THE INPUT:
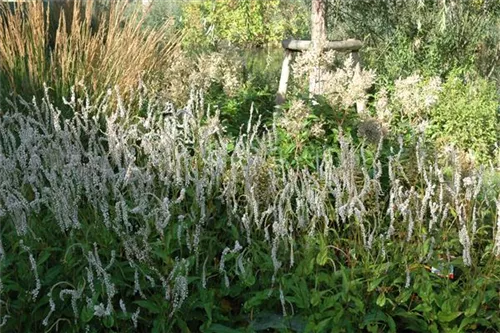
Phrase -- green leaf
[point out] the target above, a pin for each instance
(108, 321)
(87, 314)
(447, 317)
(218, 328)
(150, 306)
(374, 284)
(322, 257)
(381, 300)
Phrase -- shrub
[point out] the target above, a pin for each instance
(118, 222)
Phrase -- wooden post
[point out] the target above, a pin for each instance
(292, 46)
(285, 74)
(318, 38)
(356, 61)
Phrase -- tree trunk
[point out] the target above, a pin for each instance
(318, 38)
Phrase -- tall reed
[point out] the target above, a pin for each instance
(79, 42)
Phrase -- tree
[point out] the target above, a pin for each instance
(318, 37)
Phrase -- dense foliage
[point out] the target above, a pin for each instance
(148, 182)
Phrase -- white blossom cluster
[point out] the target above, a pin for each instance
(139, 177)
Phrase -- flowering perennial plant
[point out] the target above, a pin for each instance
(148, 195)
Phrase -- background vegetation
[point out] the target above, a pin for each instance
(148, 182)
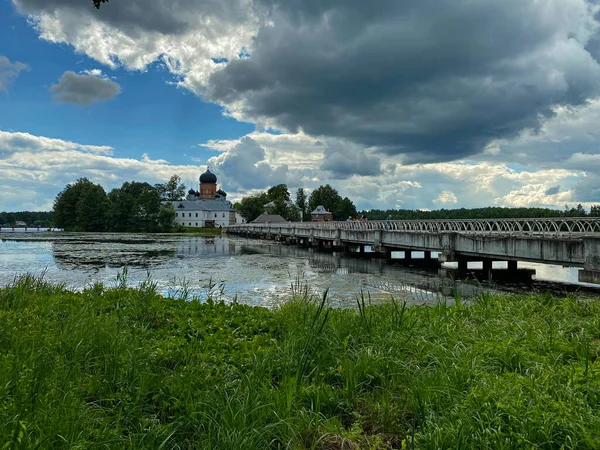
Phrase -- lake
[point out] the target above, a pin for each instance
(251, 271)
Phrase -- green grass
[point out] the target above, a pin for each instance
(125, 368)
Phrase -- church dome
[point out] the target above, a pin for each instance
(208, 177)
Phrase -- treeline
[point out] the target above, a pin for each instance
(31, 218)
(277, 200)
(490, 212)
(135, 206)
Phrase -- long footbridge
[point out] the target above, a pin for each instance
(567, 241)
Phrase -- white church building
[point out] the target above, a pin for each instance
(205, 208)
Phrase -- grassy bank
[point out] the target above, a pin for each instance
(125, 368)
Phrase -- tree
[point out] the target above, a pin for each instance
(301, 203)
(91, 208)
(253, 206)
(80, 206)
(133, 207)
(327, 196)
(166, 217)
(172, 190)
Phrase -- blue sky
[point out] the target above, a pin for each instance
(497, 104)
(148, 116)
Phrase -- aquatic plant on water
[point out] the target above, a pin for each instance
(116, 367)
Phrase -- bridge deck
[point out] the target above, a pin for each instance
(571, 241)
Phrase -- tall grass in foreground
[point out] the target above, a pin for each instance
(125, 368)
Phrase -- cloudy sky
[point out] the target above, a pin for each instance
(397, 104)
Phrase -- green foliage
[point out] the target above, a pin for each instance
(134, 206)
(331, 200)
(166, 217)
(81, 207)
(252, 206)
(125, 368)
(302, 204)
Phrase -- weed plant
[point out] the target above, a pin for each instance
(115, 367)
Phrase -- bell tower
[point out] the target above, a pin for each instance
(208, 185)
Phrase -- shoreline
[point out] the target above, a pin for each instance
(128, 368)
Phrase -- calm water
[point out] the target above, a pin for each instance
(255, 272)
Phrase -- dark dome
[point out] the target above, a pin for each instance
(208, 177)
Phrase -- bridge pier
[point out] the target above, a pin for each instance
(591, 265)
(487, 269)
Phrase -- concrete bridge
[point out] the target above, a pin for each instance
(564, 241)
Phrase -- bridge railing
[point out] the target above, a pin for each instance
(545, 227)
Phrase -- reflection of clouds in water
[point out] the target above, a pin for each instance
(254, 272)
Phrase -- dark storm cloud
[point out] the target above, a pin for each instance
(433, 80)
(343, 161)
(83, 89)
(9, 71)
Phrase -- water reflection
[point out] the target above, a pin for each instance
(256, 272)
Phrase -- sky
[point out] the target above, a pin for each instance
(396, 104)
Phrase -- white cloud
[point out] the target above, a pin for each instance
(84, 89)
(34, 169)
(446, 197)
(9, 71)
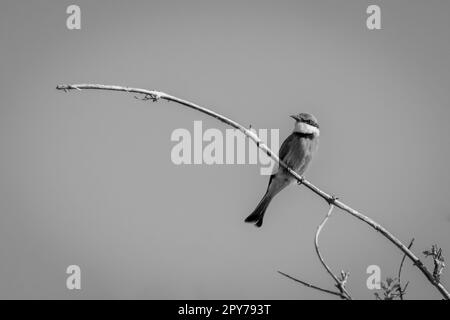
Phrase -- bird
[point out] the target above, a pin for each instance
(297, 152)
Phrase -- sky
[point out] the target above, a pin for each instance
(86, 178)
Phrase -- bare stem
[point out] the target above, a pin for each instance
(340, 283)
(402, 291)
(156, 95)
(309, 285)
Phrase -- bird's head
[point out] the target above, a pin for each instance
(306, 123)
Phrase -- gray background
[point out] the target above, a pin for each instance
(86, 178)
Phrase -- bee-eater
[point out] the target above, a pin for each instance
(297, 152)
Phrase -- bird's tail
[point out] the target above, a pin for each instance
(257, 215)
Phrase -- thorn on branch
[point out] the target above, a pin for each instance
(147, 97)
(438, 259)
(332, 200)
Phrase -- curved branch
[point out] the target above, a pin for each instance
(400, 269)
(340, 283)
(313, 286)
(157, 95)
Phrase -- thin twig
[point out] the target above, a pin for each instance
(156, 95)
(402, 291)
(340, 283)
(309, 285)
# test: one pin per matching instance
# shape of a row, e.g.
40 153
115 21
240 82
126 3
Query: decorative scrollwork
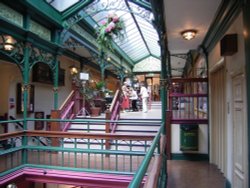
38 55
182 56
25 87
55 89
165 83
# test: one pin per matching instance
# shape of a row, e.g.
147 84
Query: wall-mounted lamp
73 70
7 42
189 34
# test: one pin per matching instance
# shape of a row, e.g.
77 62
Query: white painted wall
234 64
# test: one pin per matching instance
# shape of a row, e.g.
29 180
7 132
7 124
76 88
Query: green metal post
246 21
25 98
56 74
163 81
102 64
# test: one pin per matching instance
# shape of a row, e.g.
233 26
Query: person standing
144 96
133 97
125 97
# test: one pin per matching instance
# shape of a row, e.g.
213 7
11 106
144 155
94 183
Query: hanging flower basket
113 27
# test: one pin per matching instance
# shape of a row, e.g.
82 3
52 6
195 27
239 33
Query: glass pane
62 5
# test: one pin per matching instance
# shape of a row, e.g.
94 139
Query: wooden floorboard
193 174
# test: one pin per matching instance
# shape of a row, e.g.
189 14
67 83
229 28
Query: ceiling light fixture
189 34
7 42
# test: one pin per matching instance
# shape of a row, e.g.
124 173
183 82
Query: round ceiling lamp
7 42
189 34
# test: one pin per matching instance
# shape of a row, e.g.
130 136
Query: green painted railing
129 154
141 172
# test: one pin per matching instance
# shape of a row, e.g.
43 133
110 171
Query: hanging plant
112 27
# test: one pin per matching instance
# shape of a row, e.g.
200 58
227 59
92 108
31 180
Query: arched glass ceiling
141 38
150 64
62 5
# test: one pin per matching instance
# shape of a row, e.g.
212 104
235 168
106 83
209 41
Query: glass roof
141 39
61 5
149 64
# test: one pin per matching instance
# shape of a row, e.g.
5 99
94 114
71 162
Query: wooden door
239 133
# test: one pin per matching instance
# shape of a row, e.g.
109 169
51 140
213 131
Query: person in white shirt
133 97
144 96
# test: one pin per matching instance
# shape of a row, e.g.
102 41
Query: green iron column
102 65
55 89
163 81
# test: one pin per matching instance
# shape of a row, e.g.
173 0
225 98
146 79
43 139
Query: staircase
130 124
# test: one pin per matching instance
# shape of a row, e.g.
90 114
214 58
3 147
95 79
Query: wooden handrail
68 110
67 99
59 134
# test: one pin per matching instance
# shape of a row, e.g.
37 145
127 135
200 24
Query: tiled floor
194 174
184 174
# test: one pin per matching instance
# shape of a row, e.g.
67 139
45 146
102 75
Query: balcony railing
81 152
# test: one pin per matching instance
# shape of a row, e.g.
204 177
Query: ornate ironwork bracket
55 89
165 83
25 87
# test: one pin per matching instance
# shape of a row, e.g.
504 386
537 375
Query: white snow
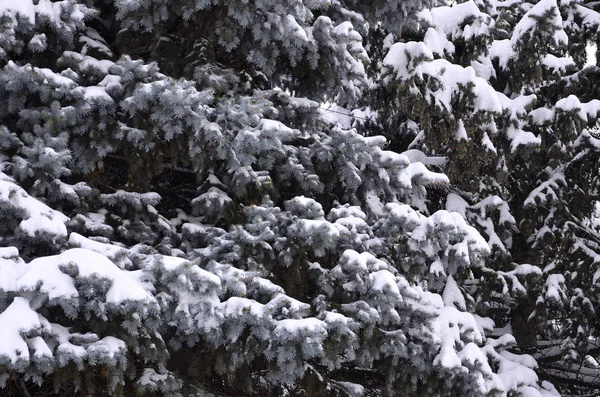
17 319
46 274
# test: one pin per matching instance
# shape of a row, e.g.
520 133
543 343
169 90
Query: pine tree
496 92
181 215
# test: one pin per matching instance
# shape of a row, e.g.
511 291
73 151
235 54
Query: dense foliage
299 197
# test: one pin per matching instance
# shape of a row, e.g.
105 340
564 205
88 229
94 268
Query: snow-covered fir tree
298 197
501 91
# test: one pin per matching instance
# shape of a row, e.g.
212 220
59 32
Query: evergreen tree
495 89
181 215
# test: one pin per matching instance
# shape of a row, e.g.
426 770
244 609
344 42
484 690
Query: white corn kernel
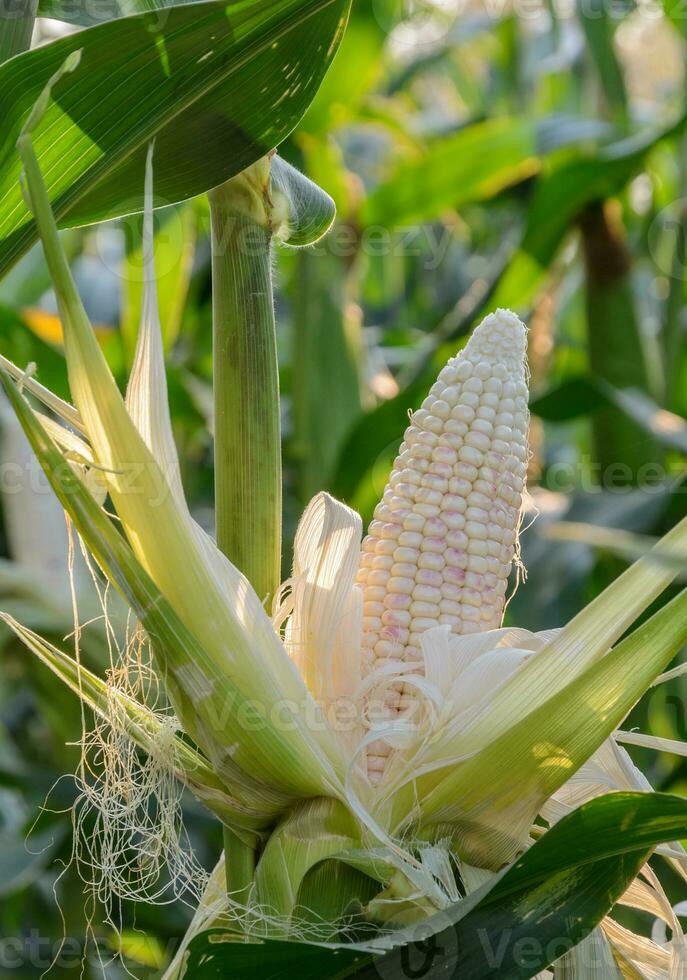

TASK TO CARRY OUT: How many lines above contain the word "water"? Reply with only the number.

WRITTEN SOLUTION: 4